═════ DOCUMENT SECTION
October 9, 2017
Read original article in Medium
The shortage of affordable housing for low, moderate, and even middle income households is at crisis levels in major cities around the world, from Hong Kong to London to New York City. In the Bay Area, the housing crisis may well even be worse. San Francisco is now the most expensive rental market in the United States, with the median rent of a one-bedroom apartment at $3,500 a month and the median house price at 6 times the US median.
The Bay Area’s extraordinary economic growth has contributed substantially to the housing crisis. Between 2011 and 2015, the region added more than 500,000 jobs but added only 65,000 housing units. Not surprisingly, researchers at UC Berkeley found that more than half of low income households are at risk of experiencing gentrification or even eviction (through California’s Ellis Act). For government workers — teachers, firefighters, police, transit workers — and essential service providers — plumbers, electricians, ambulance drivers — that $3,500 monthly rent (if their family could fit in a one bedroom apartment) would take more than 60% their average starting salary. And, a family of four with an income of $85,000 earns too much to qualify for affordable housing program subsidies.
══════════
*WRITTEN TASK*:
Write out the part of the housing article between "October 9, 2017" and "the US median.", inclusive, word for word. The entries come from a source other than the housing article.
═════ DATA SECTION
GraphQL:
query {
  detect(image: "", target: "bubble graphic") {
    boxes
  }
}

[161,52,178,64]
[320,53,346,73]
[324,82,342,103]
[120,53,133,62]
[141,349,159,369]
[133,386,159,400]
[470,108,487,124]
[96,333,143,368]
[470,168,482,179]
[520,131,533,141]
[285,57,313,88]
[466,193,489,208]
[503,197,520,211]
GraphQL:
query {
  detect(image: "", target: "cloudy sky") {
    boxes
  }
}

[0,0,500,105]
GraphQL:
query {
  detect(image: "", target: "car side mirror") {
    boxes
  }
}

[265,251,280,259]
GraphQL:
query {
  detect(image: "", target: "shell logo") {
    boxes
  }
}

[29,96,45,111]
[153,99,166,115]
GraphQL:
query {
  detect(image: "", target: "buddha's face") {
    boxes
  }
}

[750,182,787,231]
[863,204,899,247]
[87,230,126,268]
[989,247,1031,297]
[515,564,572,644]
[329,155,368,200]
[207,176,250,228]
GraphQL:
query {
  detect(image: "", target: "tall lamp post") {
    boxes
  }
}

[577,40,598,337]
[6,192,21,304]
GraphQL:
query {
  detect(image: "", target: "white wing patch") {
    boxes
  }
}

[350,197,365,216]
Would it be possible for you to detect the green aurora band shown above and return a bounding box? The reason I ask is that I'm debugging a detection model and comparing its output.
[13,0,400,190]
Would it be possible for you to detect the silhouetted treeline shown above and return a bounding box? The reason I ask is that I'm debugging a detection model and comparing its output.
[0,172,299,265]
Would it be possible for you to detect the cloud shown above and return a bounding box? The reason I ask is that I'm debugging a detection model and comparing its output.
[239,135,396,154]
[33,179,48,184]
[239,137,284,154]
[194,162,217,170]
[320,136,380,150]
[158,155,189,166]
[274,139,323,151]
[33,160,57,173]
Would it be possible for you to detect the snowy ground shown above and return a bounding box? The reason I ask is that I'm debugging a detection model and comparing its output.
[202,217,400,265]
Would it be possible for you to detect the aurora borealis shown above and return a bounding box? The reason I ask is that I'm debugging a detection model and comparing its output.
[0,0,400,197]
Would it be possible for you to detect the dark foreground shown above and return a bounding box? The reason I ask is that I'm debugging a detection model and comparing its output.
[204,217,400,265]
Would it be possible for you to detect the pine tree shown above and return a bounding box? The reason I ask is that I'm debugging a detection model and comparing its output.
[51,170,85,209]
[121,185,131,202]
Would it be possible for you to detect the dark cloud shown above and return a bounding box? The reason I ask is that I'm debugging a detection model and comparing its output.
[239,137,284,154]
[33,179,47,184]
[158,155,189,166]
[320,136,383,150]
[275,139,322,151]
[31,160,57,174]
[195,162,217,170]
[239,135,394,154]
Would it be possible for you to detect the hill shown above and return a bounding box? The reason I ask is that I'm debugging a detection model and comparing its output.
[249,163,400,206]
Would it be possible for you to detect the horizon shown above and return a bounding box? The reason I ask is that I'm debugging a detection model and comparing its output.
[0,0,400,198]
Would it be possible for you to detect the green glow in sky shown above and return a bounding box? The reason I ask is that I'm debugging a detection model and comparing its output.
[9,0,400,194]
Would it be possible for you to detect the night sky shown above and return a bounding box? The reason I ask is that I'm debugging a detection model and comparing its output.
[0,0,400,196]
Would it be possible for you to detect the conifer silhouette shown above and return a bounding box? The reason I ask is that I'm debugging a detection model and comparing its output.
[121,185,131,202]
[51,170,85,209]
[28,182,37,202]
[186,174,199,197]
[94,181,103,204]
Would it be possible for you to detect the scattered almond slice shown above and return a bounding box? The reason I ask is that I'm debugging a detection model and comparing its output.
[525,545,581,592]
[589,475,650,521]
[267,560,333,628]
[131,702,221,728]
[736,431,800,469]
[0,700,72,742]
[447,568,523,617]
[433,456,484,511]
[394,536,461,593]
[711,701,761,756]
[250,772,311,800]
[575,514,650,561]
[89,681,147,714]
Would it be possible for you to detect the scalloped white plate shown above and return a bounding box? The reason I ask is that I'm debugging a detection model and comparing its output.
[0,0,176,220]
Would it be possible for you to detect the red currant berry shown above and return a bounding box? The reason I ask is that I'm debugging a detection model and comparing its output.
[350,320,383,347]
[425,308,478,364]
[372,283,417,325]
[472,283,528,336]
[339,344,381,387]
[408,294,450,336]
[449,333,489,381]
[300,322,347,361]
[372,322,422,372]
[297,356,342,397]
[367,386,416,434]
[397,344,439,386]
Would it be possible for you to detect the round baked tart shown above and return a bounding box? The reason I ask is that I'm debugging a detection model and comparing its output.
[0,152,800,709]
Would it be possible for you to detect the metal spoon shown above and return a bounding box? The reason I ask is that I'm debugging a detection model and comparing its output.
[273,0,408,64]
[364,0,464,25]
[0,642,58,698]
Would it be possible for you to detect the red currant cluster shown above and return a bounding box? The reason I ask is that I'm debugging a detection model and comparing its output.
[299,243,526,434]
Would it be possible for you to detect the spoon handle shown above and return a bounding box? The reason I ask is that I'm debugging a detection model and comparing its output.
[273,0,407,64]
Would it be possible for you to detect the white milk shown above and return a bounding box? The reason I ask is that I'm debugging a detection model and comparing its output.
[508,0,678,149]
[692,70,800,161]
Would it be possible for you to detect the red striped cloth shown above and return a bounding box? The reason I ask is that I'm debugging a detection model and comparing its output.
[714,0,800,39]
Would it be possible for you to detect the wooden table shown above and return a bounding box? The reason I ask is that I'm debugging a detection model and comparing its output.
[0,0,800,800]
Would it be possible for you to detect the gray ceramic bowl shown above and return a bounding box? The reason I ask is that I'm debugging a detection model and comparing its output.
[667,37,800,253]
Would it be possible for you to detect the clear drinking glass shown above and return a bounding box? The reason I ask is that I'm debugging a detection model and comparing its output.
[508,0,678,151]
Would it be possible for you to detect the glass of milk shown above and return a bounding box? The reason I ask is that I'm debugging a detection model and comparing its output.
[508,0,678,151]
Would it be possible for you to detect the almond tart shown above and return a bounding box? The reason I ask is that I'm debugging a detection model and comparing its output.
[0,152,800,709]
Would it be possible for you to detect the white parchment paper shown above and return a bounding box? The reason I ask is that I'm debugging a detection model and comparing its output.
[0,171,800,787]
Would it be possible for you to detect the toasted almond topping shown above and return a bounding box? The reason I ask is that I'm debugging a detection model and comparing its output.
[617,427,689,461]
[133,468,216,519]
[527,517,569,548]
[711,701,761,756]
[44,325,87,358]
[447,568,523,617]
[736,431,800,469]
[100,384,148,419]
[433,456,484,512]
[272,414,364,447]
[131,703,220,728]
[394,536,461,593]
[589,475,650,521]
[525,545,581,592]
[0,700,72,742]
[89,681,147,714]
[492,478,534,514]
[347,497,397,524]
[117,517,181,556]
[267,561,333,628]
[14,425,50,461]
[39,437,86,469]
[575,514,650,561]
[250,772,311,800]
══════════
*REPLY TO THE TASK*:
October 9, 2017
Read original article in Medium
The shortage of affordable housing for low, moderate, and even middle income households is at crisis levels in major cities around the world, from Hong Kong to London to New York City. In the Bay Area, the housing crisis may well even be worse. San Francisco is now the most expensive rental market in the United States, with the median rent of a one-bedroom apartment at $3,500 a month and the median house price at 6 times the US median.